AUFGABENSTELLUNG: Gib den Abschnitt des Textauszugs zur tätigen Reue zwischen „Wenn nun Edtstadler“ und „zu Widergutmachung verpflichtet?“, beide eingeschlossen, wortgetreu wieder.

TEXTAUSZUG:
········

Tätige Reue ist dem gesamten Verwaltungsstrafrecht fremd - in diesem Bereich gibt es keine tätige Reue; diese ist vielmehr im Strafrecht (§ 167 StGB) angesiedelt. Ohne auf die Einzelheiten dieser Bestimmung eingehen zu müssen ist aber klar: Tätige Reue setzt jedenfalls eine "Schadenswidergutmachung" voraus.

Wenn nun Edtstadler meint, tätige Reue ins Spiel bringen zu müssen, verkennt sie völlig den Sinn und den Zweck des § 167 StGB, dessen Voraussetzungen bzw. Systematik im (Kriminal-) Strafrecht.

Welchen Schaden sollen diejenigen, die sich nicht impfen lassen, gut machen? Welcher Schade ist entstanden, wenn jemand in einem Verwaltungsstrafverfahren mit einer Geldstrafe konfrontiert wird, er sich dann - aus welchen Gründen immer - impfen lässt und das Verfahren eingestellt wird? Welcher Schade ist durch das Verhalten des Bestraften entstanden - vor allem: Wem ist dieser Schade entstanden? Was soll oder muss jemand überhaupt gutmachen? Wem gegenüber ist er zahlungspflichtig bzw. zu Widergutmachung verpflichtet?

········

Gespeicherte Dateneinträge:
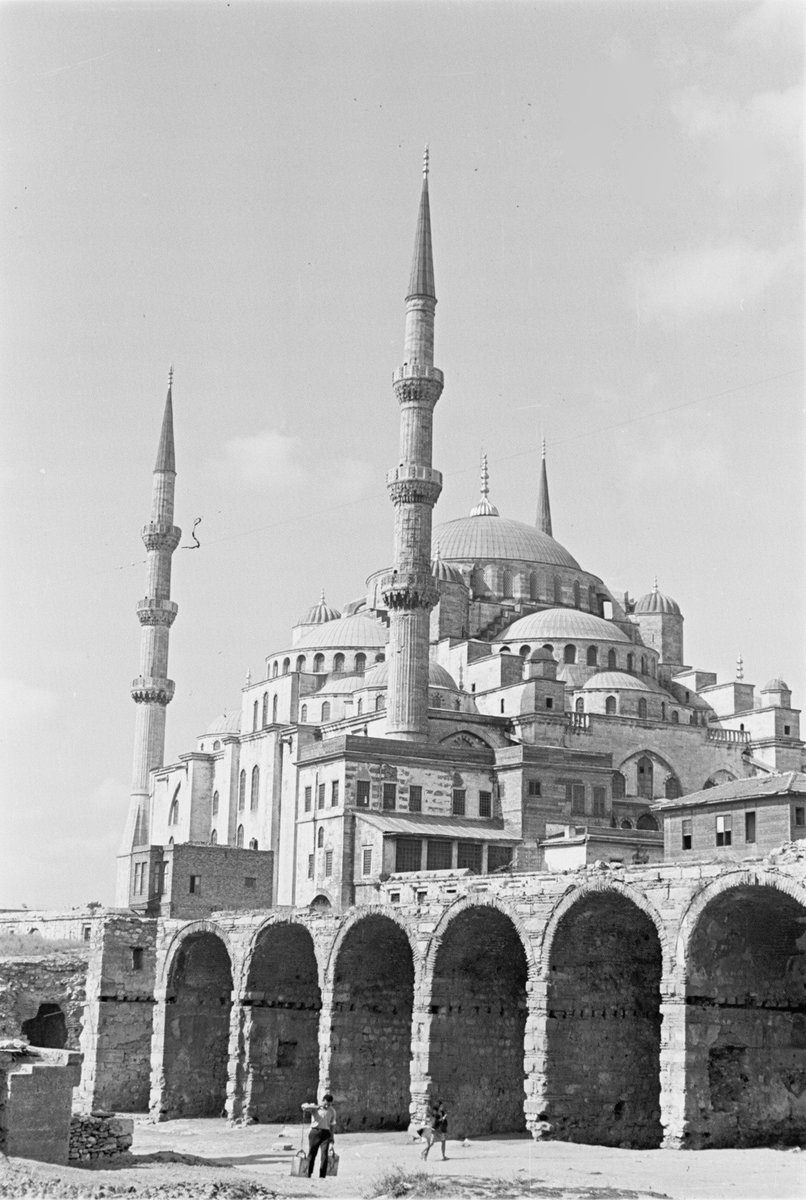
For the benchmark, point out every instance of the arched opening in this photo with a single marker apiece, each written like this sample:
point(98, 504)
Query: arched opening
point(479, 1001)
point(282, 1067)
point(47, 1029)
point(746, 995)
point(197, 1029)
point(371, 1030)
point(603, 1039)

········

LÖSUNG:
Wenn nun Edtstadler meint, tätige Reue ins Spiel bringen zu müssen, verkennt sie völlig den Sinn und den Zweck des § 167 StGB, dessen Voraussetzungen bzw. Systematik im (Kriminal-) Strafrecht.

Welchen Schaden sollen diejenigen, die sich nicht impfen lassen, gut machen? Welcher Schade ist entstanden, wenn jemand in einem Verwaltungsstrafverfahren mit einer Geldstrafe konfrontiert wird, er sich dann - aus welchen Gründen immer - impfen lässt und das Verfahren eingestellt wird? Welcher Schade ist durch das Verhalten des Bestraften entstanden - vor allem: Wem ist dieser Schade entstanden? Was soll oder muss jemand überhaupt gutmachen? Wem gegenüber ist er zahlungspflichtig bzw. zu Widergutmachung verpflichtet?